THE TASK –
Can you arrange the records as a two-column CSV with the columns "label_text" and "points", one row per record, putting its text and its points each in a single quoted field with line breaks turned into spaces? Begin at the line that has "One point marks each instance of the hammered texture" and stop at the end of the records.

>>>>>

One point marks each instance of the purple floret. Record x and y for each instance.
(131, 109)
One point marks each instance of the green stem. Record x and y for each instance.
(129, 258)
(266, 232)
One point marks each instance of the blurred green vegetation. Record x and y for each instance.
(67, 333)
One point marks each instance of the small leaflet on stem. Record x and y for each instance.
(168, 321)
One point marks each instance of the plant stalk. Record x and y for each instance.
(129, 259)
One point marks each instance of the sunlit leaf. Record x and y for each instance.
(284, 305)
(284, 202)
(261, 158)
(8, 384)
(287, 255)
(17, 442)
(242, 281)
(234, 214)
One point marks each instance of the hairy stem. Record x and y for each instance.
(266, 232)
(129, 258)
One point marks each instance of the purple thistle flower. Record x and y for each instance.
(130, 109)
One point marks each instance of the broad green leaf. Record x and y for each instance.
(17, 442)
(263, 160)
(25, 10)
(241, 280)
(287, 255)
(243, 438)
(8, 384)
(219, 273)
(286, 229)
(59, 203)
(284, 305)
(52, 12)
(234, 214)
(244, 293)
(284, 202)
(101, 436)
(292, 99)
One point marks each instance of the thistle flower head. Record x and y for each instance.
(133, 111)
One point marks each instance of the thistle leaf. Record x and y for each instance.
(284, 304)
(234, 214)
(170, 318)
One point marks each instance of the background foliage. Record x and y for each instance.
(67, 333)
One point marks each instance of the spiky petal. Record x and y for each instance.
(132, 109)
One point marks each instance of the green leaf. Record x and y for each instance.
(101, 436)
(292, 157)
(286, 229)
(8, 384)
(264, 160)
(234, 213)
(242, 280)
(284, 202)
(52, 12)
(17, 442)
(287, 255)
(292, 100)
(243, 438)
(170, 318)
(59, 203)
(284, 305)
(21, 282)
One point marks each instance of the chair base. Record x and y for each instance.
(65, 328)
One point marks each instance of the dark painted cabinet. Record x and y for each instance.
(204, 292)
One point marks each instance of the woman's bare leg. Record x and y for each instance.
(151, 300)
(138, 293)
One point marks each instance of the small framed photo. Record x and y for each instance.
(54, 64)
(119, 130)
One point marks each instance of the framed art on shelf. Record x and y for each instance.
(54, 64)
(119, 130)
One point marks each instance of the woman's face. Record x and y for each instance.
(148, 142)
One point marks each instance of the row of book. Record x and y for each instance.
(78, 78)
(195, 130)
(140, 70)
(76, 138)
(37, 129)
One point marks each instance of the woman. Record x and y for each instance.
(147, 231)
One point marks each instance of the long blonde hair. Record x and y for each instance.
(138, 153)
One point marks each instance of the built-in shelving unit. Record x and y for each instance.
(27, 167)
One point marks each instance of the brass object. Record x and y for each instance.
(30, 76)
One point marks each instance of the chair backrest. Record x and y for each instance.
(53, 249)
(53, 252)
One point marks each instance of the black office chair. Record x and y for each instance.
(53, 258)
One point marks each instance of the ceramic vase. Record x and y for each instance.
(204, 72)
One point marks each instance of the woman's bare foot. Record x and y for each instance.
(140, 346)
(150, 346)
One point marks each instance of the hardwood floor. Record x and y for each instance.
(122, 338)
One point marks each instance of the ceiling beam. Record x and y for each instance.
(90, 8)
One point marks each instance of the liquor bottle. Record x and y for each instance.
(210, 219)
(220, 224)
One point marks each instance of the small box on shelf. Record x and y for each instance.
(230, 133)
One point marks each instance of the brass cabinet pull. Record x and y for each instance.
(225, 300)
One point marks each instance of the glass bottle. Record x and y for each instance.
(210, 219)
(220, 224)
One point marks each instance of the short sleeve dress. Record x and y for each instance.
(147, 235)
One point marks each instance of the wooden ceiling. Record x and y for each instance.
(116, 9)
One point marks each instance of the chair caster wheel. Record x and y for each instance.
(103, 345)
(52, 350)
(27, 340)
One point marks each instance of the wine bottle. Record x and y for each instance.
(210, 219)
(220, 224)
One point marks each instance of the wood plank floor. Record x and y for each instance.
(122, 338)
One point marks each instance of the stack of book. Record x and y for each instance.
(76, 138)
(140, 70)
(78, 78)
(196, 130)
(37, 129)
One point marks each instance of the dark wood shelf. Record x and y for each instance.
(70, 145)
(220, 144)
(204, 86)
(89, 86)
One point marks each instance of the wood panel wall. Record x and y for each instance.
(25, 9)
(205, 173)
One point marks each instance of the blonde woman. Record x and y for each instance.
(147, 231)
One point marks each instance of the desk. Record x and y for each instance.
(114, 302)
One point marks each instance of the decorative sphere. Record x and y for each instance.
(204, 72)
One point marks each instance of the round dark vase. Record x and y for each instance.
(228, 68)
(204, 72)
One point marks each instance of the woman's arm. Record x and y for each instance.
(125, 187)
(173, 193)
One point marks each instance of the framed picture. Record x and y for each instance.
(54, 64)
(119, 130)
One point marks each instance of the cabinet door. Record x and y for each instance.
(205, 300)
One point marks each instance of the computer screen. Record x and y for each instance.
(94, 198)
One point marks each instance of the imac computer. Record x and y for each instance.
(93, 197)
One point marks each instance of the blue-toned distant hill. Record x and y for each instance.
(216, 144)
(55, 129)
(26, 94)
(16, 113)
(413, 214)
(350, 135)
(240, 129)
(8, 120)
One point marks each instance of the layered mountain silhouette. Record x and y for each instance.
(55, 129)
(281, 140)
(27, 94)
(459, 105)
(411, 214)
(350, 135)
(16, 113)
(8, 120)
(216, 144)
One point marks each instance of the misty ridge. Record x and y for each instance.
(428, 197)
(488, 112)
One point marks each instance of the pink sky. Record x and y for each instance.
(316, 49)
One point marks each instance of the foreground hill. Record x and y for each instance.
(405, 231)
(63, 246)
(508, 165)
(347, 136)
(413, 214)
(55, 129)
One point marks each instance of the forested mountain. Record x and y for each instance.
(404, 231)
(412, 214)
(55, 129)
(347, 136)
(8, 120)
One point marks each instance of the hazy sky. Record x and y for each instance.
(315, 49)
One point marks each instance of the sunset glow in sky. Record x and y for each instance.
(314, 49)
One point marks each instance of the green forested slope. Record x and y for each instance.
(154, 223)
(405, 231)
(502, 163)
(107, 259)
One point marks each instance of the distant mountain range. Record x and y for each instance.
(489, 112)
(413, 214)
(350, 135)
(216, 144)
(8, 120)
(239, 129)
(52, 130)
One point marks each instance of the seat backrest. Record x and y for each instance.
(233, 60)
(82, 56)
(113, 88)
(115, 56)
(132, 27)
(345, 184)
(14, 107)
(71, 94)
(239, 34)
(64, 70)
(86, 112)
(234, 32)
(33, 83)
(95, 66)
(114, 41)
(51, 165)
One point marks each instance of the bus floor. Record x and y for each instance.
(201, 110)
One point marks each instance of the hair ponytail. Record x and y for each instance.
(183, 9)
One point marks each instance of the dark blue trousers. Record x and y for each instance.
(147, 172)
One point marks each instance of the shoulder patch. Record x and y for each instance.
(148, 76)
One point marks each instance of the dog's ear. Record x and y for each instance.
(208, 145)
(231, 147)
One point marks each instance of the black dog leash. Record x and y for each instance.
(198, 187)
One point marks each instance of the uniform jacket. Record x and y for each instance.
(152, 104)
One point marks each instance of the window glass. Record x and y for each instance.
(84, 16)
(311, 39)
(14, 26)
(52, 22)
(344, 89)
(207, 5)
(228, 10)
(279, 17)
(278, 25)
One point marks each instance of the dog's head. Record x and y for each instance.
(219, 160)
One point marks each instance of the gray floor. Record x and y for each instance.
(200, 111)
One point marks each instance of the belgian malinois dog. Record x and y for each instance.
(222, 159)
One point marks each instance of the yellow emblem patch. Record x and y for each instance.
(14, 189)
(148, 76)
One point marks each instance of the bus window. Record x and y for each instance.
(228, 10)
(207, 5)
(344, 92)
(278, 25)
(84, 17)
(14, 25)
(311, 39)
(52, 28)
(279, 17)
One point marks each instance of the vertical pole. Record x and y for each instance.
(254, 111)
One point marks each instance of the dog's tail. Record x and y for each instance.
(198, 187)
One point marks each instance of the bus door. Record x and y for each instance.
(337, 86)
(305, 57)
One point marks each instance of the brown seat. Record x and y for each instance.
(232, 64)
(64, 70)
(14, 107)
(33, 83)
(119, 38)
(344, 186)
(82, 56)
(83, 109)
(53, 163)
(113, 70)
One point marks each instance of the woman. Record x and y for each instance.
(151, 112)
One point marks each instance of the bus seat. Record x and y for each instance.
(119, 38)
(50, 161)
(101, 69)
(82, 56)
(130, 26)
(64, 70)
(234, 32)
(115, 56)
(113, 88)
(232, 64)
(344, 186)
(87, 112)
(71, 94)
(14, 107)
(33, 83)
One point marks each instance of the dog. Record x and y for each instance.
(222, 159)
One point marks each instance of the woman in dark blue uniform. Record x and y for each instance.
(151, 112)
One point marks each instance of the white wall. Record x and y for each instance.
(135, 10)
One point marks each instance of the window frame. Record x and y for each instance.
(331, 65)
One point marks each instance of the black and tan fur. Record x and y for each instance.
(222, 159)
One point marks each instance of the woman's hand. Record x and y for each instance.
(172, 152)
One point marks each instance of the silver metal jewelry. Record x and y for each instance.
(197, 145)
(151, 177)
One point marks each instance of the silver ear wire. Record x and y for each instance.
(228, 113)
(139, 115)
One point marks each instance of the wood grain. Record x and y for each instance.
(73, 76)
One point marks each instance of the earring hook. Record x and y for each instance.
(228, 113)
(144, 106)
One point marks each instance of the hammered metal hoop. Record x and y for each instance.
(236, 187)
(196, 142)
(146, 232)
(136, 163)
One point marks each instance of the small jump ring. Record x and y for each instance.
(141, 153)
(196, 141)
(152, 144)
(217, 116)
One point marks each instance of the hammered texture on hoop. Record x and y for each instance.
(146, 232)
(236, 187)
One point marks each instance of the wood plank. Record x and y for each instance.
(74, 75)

<<<<<

OUTPUT OF THE EXERCISE –
label_text,points
"One point marks each instance of the hammered texture on hoop. Record x and y for each instance.","(146, 232) (236, 187)"
"One point marks each instance of the wood plank. Record x and y for each instance.","(74, 75)"